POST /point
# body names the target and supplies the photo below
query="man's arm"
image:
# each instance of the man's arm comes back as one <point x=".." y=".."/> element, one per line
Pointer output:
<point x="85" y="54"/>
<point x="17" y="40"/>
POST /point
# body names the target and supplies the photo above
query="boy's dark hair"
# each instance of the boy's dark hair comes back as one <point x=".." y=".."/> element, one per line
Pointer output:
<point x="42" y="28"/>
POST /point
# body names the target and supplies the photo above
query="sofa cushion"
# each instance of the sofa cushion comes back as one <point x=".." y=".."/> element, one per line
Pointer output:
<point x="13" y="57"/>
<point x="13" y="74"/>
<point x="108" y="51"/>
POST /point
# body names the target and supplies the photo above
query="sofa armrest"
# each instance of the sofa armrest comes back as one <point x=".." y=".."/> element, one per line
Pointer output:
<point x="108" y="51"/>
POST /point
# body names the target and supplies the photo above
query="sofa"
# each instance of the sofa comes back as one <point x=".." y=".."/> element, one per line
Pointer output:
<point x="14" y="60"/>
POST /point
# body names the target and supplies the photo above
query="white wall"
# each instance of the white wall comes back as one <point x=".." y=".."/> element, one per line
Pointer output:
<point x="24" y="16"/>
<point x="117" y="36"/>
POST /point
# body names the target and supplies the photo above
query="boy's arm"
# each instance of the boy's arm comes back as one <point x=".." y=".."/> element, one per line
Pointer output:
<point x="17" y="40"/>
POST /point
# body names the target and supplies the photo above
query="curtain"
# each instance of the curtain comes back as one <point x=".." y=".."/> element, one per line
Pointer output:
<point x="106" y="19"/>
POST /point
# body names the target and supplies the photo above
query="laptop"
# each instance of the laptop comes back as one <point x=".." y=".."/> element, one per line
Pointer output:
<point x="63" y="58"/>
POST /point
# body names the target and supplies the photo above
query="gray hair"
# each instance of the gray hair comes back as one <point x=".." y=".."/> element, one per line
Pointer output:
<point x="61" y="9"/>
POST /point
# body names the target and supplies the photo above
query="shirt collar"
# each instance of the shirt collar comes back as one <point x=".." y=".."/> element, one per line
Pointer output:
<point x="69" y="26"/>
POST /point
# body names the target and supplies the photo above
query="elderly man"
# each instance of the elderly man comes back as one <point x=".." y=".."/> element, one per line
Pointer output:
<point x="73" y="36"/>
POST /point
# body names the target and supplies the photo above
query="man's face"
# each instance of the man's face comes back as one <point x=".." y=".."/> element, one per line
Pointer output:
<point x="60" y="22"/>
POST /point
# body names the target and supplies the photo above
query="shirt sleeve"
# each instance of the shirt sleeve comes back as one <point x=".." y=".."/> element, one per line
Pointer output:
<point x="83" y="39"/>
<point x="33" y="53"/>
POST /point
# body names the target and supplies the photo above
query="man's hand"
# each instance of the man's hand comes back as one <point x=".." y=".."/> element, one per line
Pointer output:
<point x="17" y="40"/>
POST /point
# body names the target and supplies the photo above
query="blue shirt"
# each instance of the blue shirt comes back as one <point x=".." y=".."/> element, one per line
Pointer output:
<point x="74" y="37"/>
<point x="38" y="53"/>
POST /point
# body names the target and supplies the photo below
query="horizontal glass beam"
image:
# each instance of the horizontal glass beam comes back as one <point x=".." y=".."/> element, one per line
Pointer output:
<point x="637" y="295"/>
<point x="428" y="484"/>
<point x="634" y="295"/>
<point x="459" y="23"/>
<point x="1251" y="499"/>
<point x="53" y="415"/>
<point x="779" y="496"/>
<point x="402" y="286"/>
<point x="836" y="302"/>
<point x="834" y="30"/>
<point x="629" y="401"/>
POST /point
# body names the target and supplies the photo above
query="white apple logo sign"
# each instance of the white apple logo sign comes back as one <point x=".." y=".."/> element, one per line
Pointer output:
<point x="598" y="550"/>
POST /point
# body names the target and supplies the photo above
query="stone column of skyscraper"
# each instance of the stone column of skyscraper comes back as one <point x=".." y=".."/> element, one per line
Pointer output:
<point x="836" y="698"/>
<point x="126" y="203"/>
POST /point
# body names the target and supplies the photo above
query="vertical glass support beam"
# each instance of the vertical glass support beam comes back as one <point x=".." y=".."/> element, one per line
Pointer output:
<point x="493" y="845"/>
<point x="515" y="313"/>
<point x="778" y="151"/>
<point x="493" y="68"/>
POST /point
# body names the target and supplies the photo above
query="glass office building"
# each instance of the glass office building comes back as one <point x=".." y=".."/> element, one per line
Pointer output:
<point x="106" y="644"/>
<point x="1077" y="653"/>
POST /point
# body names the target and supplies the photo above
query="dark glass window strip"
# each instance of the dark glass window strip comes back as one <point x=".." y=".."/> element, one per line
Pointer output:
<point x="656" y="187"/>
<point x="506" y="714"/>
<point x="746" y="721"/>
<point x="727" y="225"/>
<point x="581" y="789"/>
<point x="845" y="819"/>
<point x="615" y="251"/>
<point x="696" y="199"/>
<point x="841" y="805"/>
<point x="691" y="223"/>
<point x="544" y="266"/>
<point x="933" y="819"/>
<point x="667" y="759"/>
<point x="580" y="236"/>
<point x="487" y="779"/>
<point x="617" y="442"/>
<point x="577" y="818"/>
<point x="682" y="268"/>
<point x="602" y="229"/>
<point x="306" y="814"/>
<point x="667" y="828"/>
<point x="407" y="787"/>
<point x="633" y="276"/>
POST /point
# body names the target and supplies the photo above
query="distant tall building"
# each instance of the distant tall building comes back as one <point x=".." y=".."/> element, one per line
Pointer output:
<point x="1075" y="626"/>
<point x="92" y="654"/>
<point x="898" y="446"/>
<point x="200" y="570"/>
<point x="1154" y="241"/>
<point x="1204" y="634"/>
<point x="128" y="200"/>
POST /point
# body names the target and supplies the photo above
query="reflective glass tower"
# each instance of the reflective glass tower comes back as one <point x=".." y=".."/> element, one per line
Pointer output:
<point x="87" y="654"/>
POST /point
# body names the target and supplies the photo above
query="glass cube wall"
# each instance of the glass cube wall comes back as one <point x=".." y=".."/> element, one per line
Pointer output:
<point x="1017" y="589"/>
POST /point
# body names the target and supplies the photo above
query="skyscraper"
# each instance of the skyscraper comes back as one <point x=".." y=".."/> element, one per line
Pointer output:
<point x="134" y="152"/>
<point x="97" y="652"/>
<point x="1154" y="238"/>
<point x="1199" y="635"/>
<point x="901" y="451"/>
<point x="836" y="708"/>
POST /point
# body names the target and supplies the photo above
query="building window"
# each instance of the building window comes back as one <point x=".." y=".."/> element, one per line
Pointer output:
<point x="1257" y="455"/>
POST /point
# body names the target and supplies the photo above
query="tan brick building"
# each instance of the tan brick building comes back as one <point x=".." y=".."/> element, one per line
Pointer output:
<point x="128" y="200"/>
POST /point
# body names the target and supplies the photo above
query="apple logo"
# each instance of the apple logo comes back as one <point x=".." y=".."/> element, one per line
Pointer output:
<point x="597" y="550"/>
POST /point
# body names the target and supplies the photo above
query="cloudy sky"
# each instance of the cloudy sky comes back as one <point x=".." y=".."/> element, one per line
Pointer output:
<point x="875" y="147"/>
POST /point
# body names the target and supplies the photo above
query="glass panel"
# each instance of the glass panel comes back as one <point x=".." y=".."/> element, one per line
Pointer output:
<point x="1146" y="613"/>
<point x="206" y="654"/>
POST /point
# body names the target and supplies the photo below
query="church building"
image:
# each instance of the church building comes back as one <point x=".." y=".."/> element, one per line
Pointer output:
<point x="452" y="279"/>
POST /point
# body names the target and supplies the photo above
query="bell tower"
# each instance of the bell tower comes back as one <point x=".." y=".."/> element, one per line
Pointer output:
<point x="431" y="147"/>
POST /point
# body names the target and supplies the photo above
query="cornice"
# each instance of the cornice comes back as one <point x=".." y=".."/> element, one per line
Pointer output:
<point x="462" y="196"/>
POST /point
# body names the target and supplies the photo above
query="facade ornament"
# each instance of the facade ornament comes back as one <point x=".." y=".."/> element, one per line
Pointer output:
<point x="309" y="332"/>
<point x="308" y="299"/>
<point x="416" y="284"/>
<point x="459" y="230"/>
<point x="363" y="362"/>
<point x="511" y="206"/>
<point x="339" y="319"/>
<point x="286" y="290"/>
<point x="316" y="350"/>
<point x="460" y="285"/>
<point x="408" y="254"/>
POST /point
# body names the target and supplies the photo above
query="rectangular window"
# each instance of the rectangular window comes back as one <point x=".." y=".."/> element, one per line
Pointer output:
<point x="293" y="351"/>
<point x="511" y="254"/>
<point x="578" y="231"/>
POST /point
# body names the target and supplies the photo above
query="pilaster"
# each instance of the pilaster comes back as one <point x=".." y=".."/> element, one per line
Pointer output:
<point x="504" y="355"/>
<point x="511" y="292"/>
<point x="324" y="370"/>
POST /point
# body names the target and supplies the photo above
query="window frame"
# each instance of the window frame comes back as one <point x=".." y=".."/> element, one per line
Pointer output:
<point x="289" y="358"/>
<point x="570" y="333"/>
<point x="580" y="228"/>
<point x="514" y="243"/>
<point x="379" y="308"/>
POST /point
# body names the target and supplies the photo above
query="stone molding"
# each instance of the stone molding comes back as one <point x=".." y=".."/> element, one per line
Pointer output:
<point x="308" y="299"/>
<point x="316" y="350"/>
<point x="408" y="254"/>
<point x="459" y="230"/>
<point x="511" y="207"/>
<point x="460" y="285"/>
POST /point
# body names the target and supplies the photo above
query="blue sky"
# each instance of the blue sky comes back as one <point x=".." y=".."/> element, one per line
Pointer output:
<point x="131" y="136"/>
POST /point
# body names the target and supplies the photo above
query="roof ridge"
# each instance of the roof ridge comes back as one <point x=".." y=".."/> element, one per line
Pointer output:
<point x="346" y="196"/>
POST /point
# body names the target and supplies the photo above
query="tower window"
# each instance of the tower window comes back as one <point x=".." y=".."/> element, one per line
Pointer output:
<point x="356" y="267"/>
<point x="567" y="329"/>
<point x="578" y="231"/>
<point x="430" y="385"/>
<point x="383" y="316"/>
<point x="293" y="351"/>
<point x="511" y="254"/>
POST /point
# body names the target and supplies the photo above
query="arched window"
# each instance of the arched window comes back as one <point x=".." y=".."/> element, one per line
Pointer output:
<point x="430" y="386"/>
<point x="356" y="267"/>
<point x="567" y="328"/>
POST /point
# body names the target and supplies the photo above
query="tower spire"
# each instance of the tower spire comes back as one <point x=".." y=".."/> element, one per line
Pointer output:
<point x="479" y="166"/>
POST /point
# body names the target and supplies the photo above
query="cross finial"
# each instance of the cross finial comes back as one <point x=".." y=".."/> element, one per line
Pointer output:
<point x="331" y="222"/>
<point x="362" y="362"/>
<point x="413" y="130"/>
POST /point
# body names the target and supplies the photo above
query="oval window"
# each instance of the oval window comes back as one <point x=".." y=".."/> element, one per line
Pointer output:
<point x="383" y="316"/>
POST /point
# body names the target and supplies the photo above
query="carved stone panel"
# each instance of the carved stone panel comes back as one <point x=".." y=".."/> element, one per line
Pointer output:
* * *
Goal of the exercise: Which lines above contain the word "beam"? Select and copy each of those lines; the match is case-sensitive.

Correct output:
query="horizontal glass beam"
# each instance of the horizontal glass beam comes back as one <point x=".." y=".."/> element, one per line
query="vertical glass support beam"
# each instance of the vertical glass support beam comes back as one <point x=".." y=".."/> element, one per line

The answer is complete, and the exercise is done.